→ **Text passage**
Burnout can be a real challenge for PhD researchers.  The intense pressure to produce high-quality research often leads to a relentless work schedule that can take a toll on mental and physical health. The academic environment often fosters a culture where long hours and personal sacrifices are normalized, making it difficult for researchers to maintain a healthy work-life balance.

One major contributing factor to burnout in PhD researchers is the inherent uncertainty and prolonged nature of doctoral studies. Unlike more structured educational programmes, the PhD journey is often marked by an unpredictable timeline; ambiguous milestones; and the constant need to navigate complex research problems. This can create a persistent sense of anxiety and self-doubt, exacerbated by the competitive nature of academia where researchers may feel pressured to outperform their peers.

[Collected data]

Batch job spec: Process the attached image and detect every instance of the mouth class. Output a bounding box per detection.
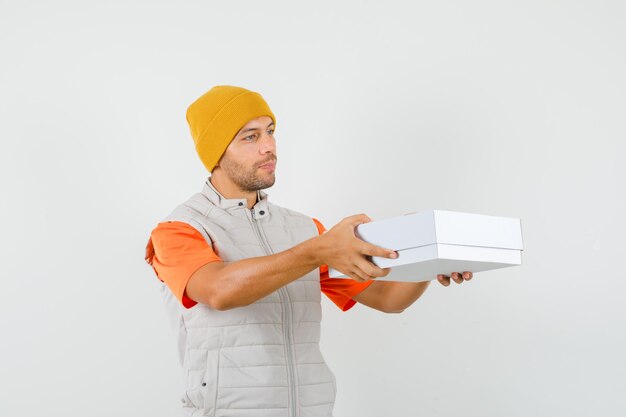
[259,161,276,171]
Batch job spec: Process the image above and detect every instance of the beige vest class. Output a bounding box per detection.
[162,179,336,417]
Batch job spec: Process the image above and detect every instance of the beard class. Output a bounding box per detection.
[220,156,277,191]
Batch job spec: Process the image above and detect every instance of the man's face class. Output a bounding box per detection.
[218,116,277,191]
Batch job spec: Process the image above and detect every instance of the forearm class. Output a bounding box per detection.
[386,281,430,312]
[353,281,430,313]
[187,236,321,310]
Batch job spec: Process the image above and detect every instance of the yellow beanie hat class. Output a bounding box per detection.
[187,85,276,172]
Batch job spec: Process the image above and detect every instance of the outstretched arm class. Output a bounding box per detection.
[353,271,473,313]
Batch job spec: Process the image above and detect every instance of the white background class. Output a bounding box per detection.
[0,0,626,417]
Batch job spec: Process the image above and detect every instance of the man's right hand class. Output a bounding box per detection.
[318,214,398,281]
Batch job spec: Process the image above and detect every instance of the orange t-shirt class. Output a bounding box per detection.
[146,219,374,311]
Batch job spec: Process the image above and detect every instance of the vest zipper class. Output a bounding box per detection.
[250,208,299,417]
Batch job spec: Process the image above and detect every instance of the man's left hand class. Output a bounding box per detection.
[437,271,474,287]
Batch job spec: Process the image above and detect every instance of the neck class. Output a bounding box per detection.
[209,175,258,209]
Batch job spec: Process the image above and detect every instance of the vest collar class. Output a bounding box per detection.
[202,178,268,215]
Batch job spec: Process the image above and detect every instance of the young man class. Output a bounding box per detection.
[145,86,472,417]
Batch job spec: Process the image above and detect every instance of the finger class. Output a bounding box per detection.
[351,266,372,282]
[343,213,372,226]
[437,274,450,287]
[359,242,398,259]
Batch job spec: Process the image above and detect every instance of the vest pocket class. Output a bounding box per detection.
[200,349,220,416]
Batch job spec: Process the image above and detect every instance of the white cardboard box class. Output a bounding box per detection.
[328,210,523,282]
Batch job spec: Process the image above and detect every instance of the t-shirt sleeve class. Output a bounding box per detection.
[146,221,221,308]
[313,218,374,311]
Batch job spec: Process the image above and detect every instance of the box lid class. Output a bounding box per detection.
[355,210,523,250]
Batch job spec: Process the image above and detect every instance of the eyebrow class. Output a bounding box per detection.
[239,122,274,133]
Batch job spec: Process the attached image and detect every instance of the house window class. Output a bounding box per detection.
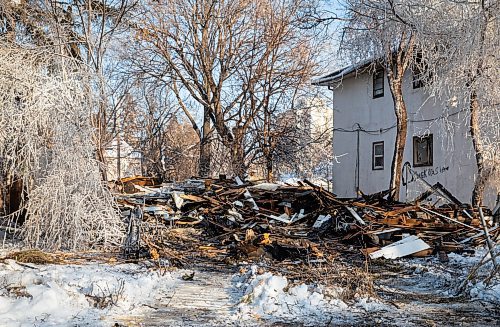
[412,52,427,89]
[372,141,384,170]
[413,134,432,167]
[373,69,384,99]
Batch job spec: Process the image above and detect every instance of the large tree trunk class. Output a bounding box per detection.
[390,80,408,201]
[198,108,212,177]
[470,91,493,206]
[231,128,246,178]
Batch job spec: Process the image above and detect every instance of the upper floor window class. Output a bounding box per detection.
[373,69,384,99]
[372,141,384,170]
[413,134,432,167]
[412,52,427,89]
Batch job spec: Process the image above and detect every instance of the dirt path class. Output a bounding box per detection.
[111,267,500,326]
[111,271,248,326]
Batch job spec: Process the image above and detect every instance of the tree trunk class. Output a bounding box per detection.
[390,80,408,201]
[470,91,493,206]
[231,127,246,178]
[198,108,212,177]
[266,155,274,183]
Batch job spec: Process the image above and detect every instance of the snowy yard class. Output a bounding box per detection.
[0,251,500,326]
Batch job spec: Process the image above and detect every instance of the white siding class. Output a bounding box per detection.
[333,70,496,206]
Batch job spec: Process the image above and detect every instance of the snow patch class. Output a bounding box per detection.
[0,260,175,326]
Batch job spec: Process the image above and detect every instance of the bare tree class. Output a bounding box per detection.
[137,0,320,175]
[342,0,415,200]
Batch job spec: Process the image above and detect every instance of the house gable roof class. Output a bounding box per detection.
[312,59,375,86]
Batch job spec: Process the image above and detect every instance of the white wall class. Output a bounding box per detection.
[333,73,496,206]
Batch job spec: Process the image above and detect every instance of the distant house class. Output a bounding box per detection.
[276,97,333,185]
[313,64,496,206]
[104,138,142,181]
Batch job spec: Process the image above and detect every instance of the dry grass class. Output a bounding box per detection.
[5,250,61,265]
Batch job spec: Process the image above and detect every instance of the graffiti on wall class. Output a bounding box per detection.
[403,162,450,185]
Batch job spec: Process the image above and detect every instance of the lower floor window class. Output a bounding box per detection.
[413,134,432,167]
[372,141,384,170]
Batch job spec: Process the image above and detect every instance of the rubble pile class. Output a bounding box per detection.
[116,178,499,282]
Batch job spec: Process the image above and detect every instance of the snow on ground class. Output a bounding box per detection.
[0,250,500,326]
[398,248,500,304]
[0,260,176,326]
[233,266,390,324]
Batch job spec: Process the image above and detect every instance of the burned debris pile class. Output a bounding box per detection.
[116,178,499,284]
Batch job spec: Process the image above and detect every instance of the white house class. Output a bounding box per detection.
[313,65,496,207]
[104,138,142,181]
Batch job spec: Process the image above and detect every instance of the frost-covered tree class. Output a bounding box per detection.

→ **Problems to solve**
1. Rewrite the burnout passage from "Burnout can be" up to and including "healthy work-life balance.", and switch "researchers" to "students" throughout that stretch.
2. Please state what the burnout passage says researchers may feel pressured to do because of the competitive nature of academia.
The rows are material separate from the burnout passage.

→ **Outputs for the tasks**
1.
Burnout can be a real challenge for PhD students.  The intense pressure to produce high-quality research often leads to a relentless work schedule that can take a toll on mental and physical health. The academic environment often fosters a culture where long hours and personal sacrifices are normalized, making it difficult for students to maintain a healthy work-life balance.

2. Outperform their peers.